Rewrite the stretch of items from the line containing "Surveillance alert — the operator flagged the green" through the line containing "xmin=170 ymin=230 xmax=288 ymax=420", shifting every box coordinate in the answers up by 106. Keep the request lines as they are, including the sample coordinates in them.

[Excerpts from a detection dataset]
☆ ☆ ☆ ☆ ☆ ☆ ☆

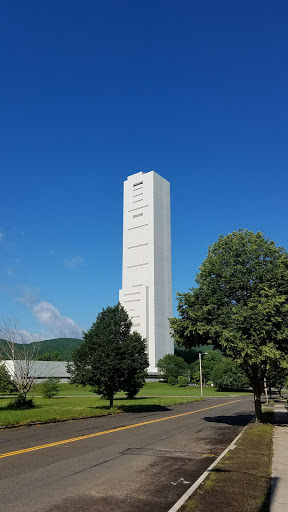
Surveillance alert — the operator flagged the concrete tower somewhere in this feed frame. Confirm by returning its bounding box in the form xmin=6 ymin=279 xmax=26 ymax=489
xmin=119 ymin=171 xmax=174 ymax=374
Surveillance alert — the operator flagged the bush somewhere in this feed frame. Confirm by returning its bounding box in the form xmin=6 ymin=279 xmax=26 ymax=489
xmin=178 ymin=375 xmax=188 ymax=387
xmin=7 ymin=395 xmax=35 ymax=409
xmin=42 ymin=377 xmax=60 ymax=398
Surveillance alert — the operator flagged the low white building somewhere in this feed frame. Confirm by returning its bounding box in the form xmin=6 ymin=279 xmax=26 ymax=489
xmin=3 ymin=360 xmax=70 ymax=382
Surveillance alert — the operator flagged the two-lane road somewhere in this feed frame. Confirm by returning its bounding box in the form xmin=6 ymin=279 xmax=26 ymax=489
xmin=0 ymin=397 xmax=253 ymax=512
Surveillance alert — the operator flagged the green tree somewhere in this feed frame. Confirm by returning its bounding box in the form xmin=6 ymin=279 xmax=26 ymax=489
xmin=67 ymin=303 xmax=149 ymax=407
xmin=157 ymin=354 xmax=189 ymax=380
xmin=266 ymin=358 xmax=288 ymax=398
xmin=37 ymin=350 xmax=62 ymax=361
xmin=0 ymin=361 xmax=16 ymax=393
xmin=170 ymin=230 xmax=288 ymax=420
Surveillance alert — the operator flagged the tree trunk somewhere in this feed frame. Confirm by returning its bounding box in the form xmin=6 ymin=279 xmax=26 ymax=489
xmin=254 ymin=394 xmax=262 ymax=421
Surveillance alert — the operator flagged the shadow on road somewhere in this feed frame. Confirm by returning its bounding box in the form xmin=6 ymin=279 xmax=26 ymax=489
xmin=203 ymin=414 xmax=254 ymax=427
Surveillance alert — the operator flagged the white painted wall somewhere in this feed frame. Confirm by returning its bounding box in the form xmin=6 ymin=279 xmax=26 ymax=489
xmin=3 ymin=360 xmax=70 ymax=382
xmin=119 ymin=171 xmax=174 ymax=373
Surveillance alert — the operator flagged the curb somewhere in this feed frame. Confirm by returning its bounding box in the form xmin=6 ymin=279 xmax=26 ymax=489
xmin=168 ymin=417 xmax=255 ymax=512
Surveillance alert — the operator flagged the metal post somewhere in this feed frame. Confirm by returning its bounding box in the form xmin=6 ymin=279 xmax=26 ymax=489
xmin=199 ymin=352 xmax=203 ymax=396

☆ ☆ ☆ ☆ ☆ ☆ ☆

» Task solution
Surveillance alert — the operator flagged the green tree somewhere in this feed frame. Confirm by returning its bounding box in the form xmin=6 ymin=279 xmax=26 ymax=489
xmin=173 ymin=409 xmax=255 ymax=513
xmin=263 ymin=460 xmax=295 ymax=486
xmin=372 ymin=464 xmax=394 ymax=504
xmin=143 ymin=456 xmax=168 ymax=467
xmin=106 ymin=467 xmax=122 ymax=499
xmin=276 ymin=336 xmax=394 ymax=526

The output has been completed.